*** Source data Section Begins ***

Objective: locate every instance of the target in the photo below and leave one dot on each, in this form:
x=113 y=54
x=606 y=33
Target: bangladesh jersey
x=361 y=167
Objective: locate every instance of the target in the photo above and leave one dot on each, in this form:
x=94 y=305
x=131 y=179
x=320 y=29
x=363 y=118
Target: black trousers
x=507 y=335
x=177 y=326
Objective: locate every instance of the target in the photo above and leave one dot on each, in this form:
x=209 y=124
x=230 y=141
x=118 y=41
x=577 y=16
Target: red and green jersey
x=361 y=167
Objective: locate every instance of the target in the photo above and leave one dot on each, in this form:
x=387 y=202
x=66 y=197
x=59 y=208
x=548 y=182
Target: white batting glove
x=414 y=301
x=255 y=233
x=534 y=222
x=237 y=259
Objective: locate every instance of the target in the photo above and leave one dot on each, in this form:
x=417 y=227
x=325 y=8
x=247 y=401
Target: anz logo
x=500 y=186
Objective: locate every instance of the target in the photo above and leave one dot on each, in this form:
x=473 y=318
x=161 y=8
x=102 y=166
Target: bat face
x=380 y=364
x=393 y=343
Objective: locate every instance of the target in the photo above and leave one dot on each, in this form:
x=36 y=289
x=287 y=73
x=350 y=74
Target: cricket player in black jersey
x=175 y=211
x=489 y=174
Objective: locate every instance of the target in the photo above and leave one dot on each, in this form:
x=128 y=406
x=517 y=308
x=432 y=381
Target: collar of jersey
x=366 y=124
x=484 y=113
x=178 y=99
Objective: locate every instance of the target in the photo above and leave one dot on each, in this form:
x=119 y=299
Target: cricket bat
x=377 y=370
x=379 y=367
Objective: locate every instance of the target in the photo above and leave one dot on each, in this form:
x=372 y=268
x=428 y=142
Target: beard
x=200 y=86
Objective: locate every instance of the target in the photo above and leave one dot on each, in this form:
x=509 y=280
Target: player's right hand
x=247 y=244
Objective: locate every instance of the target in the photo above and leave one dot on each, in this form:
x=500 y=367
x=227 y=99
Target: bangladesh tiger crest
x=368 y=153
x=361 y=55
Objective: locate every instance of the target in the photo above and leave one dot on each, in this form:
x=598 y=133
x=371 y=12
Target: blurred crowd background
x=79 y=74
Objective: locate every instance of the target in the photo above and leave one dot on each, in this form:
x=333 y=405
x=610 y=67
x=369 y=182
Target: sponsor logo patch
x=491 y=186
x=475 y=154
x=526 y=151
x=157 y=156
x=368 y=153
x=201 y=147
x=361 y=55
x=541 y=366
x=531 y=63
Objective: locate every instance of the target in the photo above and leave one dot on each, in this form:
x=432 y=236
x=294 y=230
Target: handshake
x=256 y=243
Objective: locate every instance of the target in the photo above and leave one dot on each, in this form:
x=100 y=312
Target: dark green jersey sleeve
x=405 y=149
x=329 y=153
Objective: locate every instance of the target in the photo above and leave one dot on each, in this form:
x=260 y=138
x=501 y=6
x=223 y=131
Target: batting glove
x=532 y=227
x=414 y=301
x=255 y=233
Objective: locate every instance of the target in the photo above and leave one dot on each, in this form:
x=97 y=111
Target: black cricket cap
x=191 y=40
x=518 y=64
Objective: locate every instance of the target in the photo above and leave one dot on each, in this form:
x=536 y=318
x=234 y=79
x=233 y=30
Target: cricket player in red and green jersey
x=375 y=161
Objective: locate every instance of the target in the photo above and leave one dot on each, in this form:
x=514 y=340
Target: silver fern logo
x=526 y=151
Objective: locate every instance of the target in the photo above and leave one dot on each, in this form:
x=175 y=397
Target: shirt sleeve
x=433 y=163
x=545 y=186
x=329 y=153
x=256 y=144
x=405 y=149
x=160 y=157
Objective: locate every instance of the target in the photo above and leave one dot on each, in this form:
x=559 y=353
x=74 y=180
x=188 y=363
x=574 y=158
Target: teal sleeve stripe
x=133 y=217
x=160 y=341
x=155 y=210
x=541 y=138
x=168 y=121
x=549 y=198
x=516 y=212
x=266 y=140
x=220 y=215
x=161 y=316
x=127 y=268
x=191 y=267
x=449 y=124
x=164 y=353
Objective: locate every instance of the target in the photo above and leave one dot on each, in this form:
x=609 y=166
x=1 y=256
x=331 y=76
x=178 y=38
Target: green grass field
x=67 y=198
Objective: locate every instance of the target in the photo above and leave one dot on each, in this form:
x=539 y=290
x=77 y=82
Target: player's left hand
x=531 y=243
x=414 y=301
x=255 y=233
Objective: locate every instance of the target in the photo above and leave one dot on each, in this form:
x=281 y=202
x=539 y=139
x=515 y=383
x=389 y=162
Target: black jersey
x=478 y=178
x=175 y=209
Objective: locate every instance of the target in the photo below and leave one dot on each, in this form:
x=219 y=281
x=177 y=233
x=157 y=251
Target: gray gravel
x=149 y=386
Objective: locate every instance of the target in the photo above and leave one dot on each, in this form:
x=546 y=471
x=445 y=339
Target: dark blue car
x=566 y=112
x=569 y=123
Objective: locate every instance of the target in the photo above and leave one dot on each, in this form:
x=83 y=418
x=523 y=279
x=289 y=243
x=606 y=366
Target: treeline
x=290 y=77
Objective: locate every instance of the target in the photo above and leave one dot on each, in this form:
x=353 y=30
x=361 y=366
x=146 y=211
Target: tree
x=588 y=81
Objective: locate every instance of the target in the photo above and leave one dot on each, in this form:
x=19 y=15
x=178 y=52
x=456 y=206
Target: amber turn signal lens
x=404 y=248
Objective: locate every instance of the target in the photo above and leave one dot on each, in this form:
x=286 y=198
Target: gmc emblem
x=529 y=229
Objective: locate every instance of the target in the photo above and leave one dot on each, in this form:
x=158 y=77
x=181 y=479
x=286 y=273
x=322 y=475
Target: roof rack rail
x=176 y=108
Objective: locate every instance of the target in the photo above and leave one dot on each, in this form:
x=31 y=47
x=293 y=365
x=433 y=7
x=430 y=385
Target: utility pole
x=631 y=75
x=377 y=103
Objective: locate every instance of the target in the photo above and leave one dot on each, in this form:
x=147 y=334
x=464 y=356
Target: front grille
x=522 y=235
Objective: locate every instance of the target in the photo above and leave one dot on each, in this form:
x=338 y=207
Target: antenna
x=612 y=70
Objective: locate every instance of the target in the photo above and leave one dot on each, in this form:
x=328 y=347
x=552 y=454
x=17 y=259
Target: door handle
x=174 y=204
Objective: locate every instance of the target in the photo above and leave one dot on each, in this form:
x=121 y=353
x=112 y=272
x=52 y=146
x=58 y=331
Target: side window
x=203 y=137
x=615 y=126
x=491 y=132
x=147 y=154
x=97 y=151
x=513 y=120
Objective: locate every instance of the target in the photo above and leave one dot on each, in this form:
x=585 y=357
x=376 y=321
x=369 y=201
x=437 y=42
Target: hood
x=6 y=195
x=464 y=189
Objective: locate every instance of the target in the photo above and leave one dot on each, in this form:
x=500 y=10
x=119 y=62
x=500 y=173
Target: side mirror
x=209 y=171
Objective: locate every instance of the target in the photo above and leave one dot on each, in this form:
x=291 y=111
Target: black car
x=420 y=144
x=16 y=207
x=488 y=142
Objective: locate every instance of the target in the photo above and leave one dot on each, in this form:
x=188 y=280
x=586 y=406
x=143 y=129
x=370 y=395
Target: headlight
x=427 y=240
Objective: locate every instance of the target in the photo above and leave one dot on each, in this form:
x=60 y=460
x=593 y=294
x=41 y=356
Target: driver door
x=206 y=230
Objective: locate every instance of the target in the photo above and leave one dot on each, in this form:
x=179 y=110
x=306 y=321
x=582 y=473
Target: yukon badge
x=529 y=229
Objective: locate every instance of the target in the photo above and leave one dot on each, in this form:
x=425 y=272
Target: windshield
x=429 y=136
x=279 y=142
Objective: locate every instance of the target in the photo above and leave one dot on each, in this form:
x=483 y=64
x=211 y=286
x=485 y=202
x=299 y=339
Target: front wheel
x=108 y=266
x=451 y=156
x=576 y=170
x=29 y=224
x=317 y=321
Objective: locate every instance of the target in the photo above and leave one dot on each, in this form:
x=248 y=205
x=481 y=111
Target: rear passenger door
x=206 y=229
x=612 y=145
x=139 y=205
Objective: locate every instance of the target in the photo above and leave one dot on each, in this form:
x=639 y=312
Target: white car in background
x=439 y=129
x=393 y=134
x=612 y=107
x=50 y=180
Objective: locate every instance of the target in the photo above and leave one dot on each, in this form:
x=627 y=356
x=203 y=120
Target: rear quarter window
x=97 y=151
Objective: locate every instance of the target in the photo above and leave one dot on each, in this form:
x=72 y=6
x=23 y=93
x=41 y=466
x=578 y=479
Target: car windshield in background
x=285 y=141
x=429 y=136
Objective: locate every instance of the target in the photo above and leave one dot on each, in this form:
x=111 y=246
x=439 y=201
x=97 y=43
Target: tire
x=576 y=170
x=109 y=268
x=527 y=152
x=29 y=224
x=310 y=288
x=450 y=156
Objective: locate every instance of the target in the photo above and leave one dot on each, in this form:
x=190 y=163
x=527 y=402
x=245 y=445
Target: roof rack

*** Source data Section Ends ***

◆ **What you should do**: Repeat exactly the lines from the first line of the records above through the line containing "x=131 y=179", both included, and nothing else.

◆ **Your solution**:
Objective: locate every instance of the target in the photo below and leave one dot on each, in this form:
x=113 y=54
x=606 y=33
Target: bangladesh jersey
x=361 y=167
Objective: locate every instance of the target in the photo above and leave one dot on each, in this form:
x=94 y=305
x=131 y=179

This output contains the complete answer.